→ Work instructions: Please transcribe every entry below exactly as written.

┏━━

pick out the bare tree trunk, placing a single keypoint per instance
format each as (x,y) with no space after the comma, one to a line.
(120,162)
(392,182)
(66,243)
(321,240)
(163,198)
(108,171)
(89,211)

┗━━

→ Solution to the problem:
pick out the bare tree trunk, placing a single keypoint per instance
format each as (x,y) with no space after the comma, one to a line.
(120,162)
(392,182)
(66,243)
(321,240)
(163,198)
(108,171)
(89,211)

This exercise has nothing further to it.